* Text passage:
Page predicted that Google’s philanthropy could someday “eclipse Google itself in terms of overall world impact.” This tantalizing forecast has yet to materialize. The corporation, which now has a market value of $160 billion and annual profits of $6.5 billion, has made only $100 million in philanthropic grants and investments through Google.org since 2005, according to the Google.org blog. Other metrics are harder to come by. Google can’t put a number on staff time devoted to DotOrg projects, but it’s likely less than 1 percent. Complicating the picture, Google and its employees engage in charitable giving and volunteerism outside the DotOrg initiative. In 2009, charitable giving, in-kind donations, and Google Grants (in-kind advertising to charities) totaled $170 million, according to Fuller, “which meets our 1 percent, 1 percent goal.”

DotOrg is still an upstart compared to foundations that have been working for decades on “some of the hardest-to-move-theneedle- on social problems,” points out Phil Buchanan, president of the Center for Effective Philanthropy. But hopes for DotOrg were unreasonable from the start.

Company founders, newcomers to philanthropy, hyped expectations by overpromising how much Google.org could do and how quickly it could achieve its goals. The corporate culture built by engineers proved challenging for development experts brought in to ramp up DotOrg. As non-engineers and Google outsiders, they were ill prepared for the impatience of a “fail fast” culture. The initial version of DotOrg failed to play to the company’s strengths and identity as an engineering powerhouse.

Five years after launching DotOrg, Google overhauled the philanthropy’s leadership and announced a major strategic shift. What happened is a cautionary tale about the challenge of realizing good intentions, even at one of the world’s most successful companies.

AN OPTIMISTIC LAUNCH

In late 2004, a handful of Silicon Valley entrepreneurs convened at the home of venture capitalist John Doerr for a private tutorial on global poverty. While Muhammad Yunus explained microfinance—an antidote to extreme poverty that he’d spent years developing—Alex Counts, president of the Grameen Foundation, noticed that two rather young men “were in attentive listening mode.”

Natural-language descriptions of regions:
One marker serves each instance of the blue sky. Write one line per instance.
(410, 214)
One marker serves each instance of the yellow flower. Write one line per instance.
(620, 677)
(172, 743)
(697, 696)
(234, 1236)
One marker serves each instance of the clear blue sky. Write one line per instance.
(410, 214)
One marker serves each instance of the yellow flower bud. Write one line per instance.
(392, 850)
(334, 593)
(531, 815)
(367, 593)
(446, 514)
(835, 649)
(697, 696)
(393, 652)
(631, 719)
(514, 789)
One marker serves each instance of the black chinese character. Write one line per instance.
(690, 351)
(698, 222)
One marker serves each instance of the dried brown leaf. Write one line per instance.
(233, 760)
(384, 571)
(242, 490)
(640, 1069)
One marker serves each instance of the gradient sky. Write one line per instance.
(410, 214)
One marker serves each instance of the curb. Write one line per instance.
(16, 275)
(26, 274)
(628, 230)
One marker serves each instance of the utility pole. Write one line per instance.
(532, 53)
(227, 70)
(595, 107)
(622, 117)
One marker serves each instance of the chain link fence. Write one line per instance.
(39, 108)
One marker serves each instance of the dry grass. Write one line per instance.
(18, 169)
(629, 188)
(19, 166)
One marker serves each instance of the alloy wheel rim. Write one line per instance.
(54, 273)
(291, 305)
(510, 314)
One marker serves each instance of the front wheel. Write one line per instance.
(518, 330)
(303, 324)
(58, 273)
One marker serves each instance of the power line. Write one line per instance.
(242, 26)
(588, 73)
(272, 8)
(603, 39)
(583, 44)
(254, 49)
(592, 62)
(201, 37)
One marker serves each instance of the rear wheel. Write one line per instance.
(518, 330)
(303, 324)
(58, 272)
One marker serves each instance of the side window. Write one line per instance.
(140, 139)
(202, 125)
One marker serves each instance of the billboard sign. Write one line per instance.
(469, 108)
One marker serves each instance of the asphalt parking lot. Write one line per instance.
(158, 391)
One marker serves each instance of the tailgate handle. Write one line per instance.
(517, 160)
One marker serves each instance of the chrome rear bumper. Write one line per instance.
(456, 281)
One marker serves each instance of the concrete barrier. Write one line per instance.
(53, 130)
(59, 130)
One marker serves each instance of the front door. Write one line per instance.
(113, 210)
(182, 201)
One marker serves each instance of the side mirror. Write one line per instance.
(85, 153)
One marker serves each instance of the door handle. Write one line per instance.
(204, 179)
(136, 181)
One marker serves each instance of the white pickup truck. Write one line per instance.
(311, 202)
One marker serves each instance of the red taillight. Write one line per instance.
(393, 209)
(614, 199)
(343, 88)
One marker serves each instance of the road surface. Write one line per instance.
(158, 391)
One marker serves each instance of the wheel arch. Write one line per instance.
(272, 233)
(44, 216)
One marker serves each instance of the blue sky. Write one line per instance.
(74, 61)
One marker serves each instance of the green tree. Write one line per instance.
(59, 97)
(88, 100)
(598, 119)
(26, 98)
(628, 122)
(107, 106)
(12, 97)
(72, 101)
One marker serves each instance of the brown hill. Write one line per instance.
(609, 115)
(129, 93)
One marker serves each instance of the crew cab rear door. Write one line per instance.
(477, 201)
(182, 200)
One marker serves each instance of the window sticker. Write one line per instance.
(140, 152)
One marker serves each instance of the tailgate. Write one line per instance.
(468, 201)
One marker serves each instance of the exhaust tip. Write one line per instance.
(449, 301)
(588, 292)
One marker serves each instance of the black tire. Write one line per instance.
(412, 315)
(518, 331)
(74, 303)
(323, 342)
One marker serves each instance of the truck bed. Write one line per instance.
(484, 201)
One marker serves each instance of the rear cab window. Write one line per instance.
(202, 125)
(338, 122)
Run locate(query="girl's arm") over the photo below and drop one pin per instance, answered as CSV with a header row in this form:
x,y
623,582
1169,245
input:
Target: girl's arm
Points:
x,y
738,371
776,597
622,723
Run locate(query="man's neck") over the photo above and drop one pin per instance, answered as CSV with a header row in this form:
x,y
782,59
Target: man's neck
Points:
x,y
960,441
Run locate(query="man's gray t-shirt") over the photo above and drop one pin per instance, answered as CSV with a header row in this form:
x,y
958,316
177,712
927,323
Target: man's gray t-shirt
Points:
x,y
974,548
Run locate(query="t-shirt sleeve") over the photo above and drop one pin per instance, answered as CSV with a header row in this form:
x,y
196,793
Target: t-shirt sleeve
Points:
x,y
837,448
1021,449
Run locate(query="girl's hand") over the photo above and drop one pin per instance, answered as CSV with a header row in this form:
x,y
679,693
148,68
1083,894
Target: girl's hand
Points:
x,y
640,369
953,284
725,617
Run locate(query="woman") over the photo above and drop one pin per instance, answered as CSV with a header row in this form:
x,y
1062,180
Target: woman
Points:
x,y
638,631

* Task item A:
Quote the passage on Google's philanthropy, starting at the words that contain "DotOrg is still" and stopping after "from the start.".
* Task item B:
Continue the passage on Google's philanthropy from the point where it stops.

* Task answer A:
DotOrg is still an upstart compared to foundations that have been working for decades on “some of the hardest-to-move-theneedle- on social problems,” points out Phil Buchanan, president of the Center for Effective Philanthropy. But hopes for DotOrg were unreasonable from the start.

* Task answer B:
Page and Brin had good reason to listen. Both became billionaires after Google went public in August of that year. Instead of seeking to improve the world with their personal wealth, like Bill Gates or Andrew Carnegie, they envisioned greater results by using corporate resources and engineering smarts to solve world problems. “They were exposing themselves to a lot of ideas,” Counts says, “hoping to have the same sort of breakthrough impact on big, global social problems as they’d had in the business world through Google.”

Given the founders’ early and outsized business success, “it would have been surprising if their vision had been something other than bold, bordering on grandiose,” says Counts. “People applauded it, but also realized that they were taking on some of the most intractable problems that others have been banging their heads up against for decades.”

The company’s first philanthropic innovation was its structure. Google established Google.org as a unit within the corporation, allowing it to invest in for-profit as well as nonprofit ventures. Under the DotOrg umbrella sat the smaller Google Foundation, a more traditional 501(c)(3) organization. This hybrid structure, unusual for corporate philanthropy, has a parallel in private giving. Omidyar Network, established in 2004 by eBay founder Pierre Omidyar and his wife, Pam, invests in both nonprofits and for-profit enterprises that offer social benefits.

To fund its good work, Google pledged 3 million shares, equal to 1 percent of the outstanding shares from the initial public offering, and established a 20-year timeline for committing these resources to social benefit. “The dollar value of this commitment will rise and fall with our stock price,” explained Sheryl Sandberg, then-vice president for global online sales and operations, in a 2005 Google.org post. Another 1 percent of profit was to be allocated to the DotOrg budget each year. From these funds, the corporation made a one-time gift of $90 million to endow the Google Foundation in 2005, and it funded broader DotOrg activities with a three-year budget of $175 million.

The hybrid structure and pipeline of cash gave DotOrg enormous latitude. It could make grants to nonprofits through the foundation, subject to the rules and public reporting requirements that govern tax-exempt organizations. From the corporate side, DotOrg could invest in for-profit companies and funnel any profits back into the initiative. DotOrg could also develop new products in-house, lobby, work with venture capitalists, and hire consultants. The corporate unit would face the same internal budgeting process as any other cost center but would not have to track its spending publicly. The design maximized flexibility, but left DotOrg susceptible to change if company priorities shifted.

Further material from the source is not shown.